__SELECTED TEXT__
****************************************

Susannah Coolidge Jones


Susannah Coolidge Jones died peacefully at home on Sept. 27, 2020. She was born in 1924 in Milton, Mass., the fourth of five brothers and sisters, to the former Susannah Cunningham and John T. Coolidge. She grew up in a house that her father built, full of interesting artifacts, studio and camellia greenhouses. Her mother loved to travel and by 1937 had taken the children on trips to Bermuda, France, Italy and Switzerland. She attended Beaver School, in Brookline, Mass., 1941, and later Barnard College, where she graduated Phi Beta Kappa in 1947. As part of the war effort, she worked as a secretary compiling figures on the Norden Bombsight. After the war, she worked for three years in Brussels for the ICUN. In the early 1950s, she enrolled in the Yale Graduate School Conservation Program, where she met Charles F. Jones, whom she married in 1953. They lived in the suburbs of Stamford, Conn., where Charles commuted to New York City for nearly 17 years. She was, at heart, a romantic. She loved John Keats and Johannes Brahms.

****************************************

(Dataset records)
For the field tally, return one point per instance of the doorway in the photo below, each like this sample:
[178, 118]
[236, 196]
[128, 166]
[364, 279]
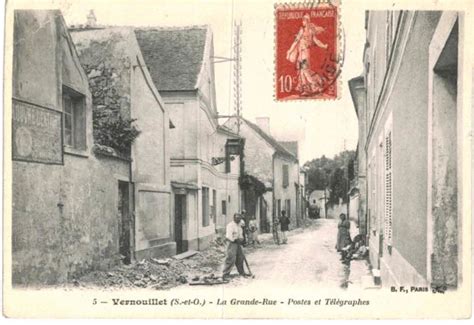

****************************************

__TO-DO LIST__
[a] Rewrite the paragraph of the obituary that begins "Susannah Coolidge Jones died peacefully" as a short bulleted list of its main facts.
[b] Please decide whether each statement agrees with the obituary, answering yes or no and quoting the words that settle it: (i) She graduated from Barnard College in 1947. (ii) She married Charles F. Jones in 1950. (iii) She was the youngest of five children.
[c] According to the obituary, what work did she do as part of the war effort?

__EXPECTED RESULTS__
[a]
- Died peacefully at home on Sept. 27, 2020
- Born in 1924 in Milton, Mass., the fourth of five children of the former Susannah Cunningham and John T. Coolidge
- Grew up in a house her father built, with a studio and camellia greenhouses
- By 1937 had traveled with her mother to Bermuda, France, Italy and Switzerland
- Attended Beaver School in Brookline, Mass., 1941
- Graduated Phi Beta Kappa from Barnard College in 1947
- During the war, worked as a secretary compiling figures on the Norden Bombsight
- After the war, worked for three years in Brussels
- In the early 1950s, enrolled in the Yale Graduate School Conservation Program, where she met Charles F. Jones
- Married Charles F. Jones in 1953 and lived in the suburbs of Stamford, Conn.
- Was a romantic at heart who loved John Keats and Johannes Brahms

[b]
(i) Yes: "later Barnard College, where she graduated Phi Beta Kappa in 1947"
(ii) No: "whom she married in 1953"
(iii) No: "the fourth of five brothers and sisters"

[c] She worked as a secretary compiling figures on the Norden Bombsight.